#### [Given exercise]
Edit the data below so that every "single dot" becomes "single point", and leave everything else unchanged.

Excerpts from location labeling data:

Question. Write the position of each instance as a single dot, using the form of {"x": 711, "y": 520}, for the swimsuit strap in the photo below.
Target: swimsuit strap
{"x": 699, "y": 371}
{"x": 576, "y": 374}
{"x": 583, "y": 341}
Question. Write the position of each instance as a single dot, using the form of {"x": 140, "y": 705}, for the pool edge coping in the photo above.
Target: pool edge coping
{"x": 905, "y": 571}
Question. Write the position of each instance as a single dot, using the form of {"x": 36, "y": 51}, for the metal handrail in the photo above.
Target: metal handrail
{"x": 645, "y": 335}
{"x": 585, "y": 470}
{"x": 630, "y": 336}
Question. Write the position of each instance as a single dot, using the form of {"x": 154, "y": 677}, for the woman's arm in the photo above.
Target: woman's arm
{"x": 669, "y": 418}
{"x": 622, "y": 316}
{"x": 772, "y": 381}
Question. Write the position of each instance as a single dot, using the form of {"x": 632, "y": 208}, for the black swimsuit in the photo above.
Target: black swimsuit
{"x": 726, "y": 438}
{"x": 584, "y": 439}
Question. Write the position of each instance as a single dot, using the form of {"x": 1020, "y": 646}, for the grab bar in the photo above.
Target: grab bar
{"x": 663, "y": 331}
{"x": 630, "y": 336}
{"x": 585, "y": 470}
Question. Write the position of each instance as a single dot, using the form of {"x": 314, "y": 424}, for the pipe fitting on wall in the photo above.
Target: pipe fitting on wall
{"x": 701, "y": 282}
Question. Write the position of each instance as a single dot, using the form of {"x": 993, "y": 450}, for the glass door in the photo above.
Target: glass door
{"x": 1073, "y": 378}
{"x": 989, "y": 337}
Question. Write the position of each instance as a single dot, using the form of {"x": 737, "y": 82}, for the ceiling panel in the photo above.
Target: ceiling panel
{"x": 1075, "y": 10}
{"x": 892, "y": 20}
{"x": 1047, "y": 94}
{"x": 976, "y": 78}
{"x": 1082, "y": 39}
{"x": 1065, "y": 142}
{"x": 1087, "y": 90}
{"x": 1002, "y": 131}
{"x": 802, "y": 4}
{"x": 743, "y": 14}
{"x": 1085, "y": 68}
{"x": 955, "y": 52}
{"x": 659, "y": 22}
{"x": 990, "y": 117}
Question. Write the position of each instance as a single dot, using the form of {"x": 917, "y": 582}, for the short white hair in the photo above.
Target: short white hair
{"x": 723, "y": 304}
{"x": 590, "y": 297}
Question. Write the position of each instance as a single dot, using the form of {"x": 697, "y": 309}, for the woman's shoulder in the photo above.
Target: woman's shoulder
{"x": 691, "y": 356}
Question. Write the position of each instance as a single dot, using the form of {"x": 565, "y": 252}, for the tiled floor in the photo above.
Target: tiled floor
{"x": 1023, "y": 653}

#### [Expected answer]
Question. Write the position of each instance as a single point, using the form of {"x": 711, "y": 520}, for the swimsuit strap in the photo below.
Target: swimsuit strap
{"x": 699, "y": 371}
{"x": 576, "y": 374}
{"x": 583, "y": 341}
Question. Write the position of each instance as a single point, using the form of {"x": 140, "y": 705}, for the pool edge coping in the photo above.
Target: pool edge coping
{"x": 905, "y": 571}
Question. Write the position of each instance as a single point, using the form of {"x": 36, "y": 51}, for the metal handrail in the photo above.
Target: metal handrail
{"x": 645, "y": 335}
{"x": 585, "y": 470}
{"x": 630, "y": 336}
Question. Write the position of each instance as a single point, using the form of {"x": 154, "y": 677}, for the woman's arm in the photo above.
Target: woman's arm
{"x": 669, "y": 418}
{"x": 622, "y": 316}
{"x": 772, "y": 381}
Question. Write the position of each instance as a single point, using the form of {"x": 632, "y": 208}, for the black swimsuit in the photo above.
Target: black swimsuit
{"x": 726, "y": 438}
{"x": 584, "y": 439}
Question. Write the position of each instance as a single point, using the form of {"x": 1020, "y": 646}, for the grab bar in the photo above.
Target: grab bar
{"x": 663, "y": 331}
{"x": 630, "y": 336}
{"x": 585, "y": 470}
Question. Write the position of each instance as a single point, using the form of {"x": 314, "y": 424}, for the pipe fitting on wall in the photo above.
Target: pipe fitting on wall
{"x": 701, "y": 282}
Question. Write the position of each instance as a single point, using the form of {"x": 993, "y": 450}, for the glass door in the photo above.
Target: glass door
{"x": 1073, "y": 378}
{"x": 989, "y": 337}
Question. Write the position of each instance as a single point, using the form of {"x": 737, "y": 82}, for the ceiling panel in the photo above.
Target: ceiling panel
{"x": 1075, "y": 10}
{"x": 892, "y": 20}
{"x": 1047, "y": 94}
{"x": 976, "y": 78}
{"x": 1082, "y": 39}
{"x": 1065, "y": 142}
{"x": 1087, "y": 90}
{"x": 1002, "y": 131}
{"x": 802, "y": 4}
{"x": 743, "y": 14}
{"x": 1085, "y": 68}
{"x": 955, "y": 52}
{"x": 659, "y": 22}
{"x": 990, "y": 117}
Question. Write the position of each instance as a single point, using the form of {"x": 917, "y": 582}, for the short white hair in the photo above.
Target: short white hair
{"x": 723, "y": 304}
{"x": 590, "y": 297}
Question. Write the position of each instance as a single point, using the form of {"x": 697, "y": 309}, for the woman's shoulder in the photo above.
Target: woman's shoulder
{"x": 691, "y": 356}
Question. Write the position of each instance as a single point, using the form of {"x": 565, "y": 252}, for the tiled floor in the photo above.
Target: tiled floor
{"x": 1023, "y": 653}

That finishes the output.